What to work on:
1. Retype the passage of the hysterectomy text from "An estimated one" to "chronic pelvic pain.".
2. Write what comes next in the text on hysterectomy, picking up after its final sentence.

Extracted text Block Start

An estimated one in three women in the United States will have had a hysterectomy by the age of 60, making the procedure the second most common surgery among women (after cesarean section). But according to a new study published in the American Journal of Obstetrics & Gynecology, one in five hysterectomies may be unnecessary.
Hysterectomy involves the surgical removal of the uterus, ending menstruation and the ability to become pregnant. Depending on the reason for the surgery, a hysterectomy may also involve the removal of other organs and tissues such as the ovaries and/or fallopian tubes. Doctors may recommend hysterectomy to treat a variety of medial conditions, including painful uterine fibroids, uterine prolapse, uterine cancer, endometriosis and chronic pelvic pain.
Although the number of hysterectomies performed annually in the U.S. has fallen by more than a third since 2002, more than 400,000 women still undergo the procedure each year, and there remain persistent concerns about the appropriateness of these surgeries.

Extracted text Block End
Information Block Start

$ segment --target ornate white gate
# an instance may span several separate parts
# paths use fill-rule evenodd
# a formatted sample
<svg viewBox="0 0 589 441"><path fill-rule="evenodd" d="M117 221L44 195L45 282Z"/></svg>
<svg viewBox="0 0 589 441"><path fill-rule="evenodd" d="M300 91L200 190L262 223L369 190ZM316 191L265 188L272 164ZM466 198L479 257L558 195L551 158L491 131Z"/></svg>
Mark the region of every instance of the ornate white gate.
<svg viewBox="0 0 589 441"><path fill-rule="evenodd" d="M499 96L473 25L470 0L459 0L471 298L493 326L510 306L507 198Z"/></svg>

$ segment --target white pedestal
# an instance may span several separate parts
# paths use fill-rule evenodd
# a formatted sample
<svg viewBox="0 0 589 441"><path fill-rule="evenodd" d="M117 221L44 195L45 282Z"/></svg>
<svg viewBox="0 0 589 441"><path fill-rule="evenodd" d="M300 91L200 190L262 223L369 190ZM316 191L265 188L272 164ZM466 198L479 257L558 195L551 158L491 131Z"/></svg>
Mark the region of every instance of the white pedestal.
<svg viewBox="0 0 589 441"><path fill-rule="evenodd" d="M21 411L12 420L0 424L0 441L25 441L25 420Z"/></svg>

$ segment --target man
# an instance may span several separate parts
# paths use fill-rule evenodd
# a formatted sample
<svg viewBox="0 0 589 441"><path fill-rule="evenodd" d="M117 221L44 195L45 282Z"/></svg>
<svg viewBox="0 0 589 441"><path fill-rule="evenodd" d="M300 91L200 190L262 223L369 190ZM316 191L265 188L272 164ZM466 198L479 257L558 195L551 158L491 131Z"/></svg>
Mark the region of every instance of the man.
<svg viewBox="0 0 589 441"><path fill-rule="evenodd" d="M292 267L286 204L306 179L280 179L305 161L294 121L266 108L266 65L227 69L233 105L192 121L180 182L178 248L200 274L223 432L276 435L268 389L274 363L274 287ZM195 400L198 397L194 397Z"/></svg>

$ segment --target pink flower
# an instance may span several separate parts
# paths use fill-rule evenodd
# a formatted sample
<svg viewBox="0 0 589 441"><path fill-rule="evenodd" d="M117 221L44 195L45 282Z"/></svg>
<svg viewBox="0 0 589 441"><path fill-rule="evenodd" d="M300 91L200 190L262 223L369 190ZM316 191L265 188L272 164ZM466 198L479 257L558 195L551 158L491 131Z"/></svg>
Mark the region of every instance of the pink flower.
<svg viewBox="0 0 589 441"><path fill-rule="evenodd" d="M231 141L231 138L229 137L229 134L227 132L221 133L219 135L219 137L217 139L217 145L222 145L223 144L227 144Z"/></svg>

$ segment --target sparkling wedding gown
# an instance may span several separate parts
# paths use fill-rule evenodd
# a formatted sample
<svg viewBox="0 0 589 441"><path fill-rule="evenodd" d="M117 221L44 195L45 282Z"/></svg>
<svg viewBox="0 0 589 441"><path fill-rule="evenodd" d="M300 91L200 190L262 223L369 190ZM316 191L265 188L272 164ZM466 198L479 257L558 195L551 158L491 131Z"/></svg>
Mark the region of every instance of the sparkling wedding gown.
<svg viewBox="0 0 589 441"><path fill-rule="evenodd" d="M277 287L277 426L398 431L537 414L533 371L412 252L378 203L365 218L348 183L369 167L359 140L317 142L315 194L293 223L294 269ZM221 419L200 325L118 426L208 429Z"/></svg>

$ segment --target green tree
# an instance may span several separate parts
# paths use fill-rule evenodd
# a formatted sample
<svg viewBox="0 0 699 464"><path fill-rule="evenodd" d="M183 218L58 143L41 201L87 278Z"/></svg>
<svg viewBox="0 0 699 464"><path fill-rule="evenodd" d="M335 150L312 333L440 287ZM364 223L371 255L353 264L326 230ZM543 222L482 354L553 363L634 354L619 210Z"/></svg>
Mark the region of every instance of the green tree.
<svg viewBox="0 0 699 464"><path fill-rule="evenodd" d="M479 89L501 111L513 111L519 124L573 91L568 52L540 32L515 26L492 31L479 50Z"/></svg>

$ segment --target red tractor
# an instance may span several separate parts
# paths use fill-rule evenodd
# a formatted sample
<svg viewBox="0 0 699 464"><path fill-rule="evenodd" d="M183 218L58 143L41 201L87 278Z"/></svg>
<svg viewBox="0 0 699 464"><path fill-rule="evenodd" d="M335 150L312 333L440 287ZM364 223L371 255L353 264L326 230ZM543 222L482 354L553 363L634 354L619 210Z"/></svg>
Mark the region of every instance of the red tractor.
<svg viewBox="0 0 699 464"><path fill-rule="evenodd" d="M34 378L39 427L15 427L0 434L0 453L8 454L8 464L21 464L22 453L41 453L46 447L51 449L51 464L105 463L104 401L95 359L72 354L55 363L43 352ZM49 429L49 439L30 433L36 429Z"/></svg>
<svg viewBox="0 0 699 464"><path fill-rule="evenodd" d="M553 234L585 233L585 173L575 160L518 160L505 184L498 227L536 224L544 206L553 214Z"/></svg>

Information Block End

Answers for the tasks:
1.
An estimated one in three women in the United States will have had a hysterectomy by the age of 60, making the procedure the second most common surgery among women (after cesarean section). But according to a new study published in the American Journal of Obstetrics & Gynecology, one in five hysterectomies may be unnecessary.
Hysterectomy involves the surgical removal of the uterus, ending menstruation and the ability to become pregnant. Depending on the reason for the surgery, a hysterectomy may also involve the removal of other organs and tissues such as the ovaries and/or fallopian tubes. Doctors may recommend hysterectomy to treat a variety of medial conditions, including painful uterine fibroids, uterine prolapse, uterine cancer, endometriosis and chronic pelvic pain.

2.
About 68 percent of hysterectomies for benign conditions are done to treat abnormal uterine bleeding, uterine fibroids, and endometriosis. However, the American Congress of Obstetricians and Gynecologists (ACOG) recommends alternatives to hysterectomy, such as hormonal and other forms of medical management, endometrial ablation, and use of the levonorgestrel intrauterine device as primary management of these conditions in many cases. According to the ACOG guidelines, hysterectomy should only be used as a last resort for these benign conditions, and only after other treatments have failed.
In this latest study, researchers from the University of Michigan set out to assess how often these alternative treatments are being recommended to women with benign gynecologic disease before performing hysterectomy, and whether the pathologic findings from the hysterectomy supported the need for surgery.
Nearly 40% of women not offered alternative treatment prior to hysterectomy
The researchers collected data for the study over a ten-month period in 2013, examining the medical records of 3,397 women who underwent hysterectomies for benign conditions, including uterine fibroids, abnormal uterine bleeding, endometriosis, and pelvic pain.
The analysis revealed that nearly 40 percent of women did not have documentation of alternative treatment before their hysterectomy. Fewer than 30 percent received medical therapy, while just 24 percent underwent other minor surgical procedures before the hysterectomy, the researchers found. Those most likely to receive alternative treatment included women under 40 years old and women with larger uteri.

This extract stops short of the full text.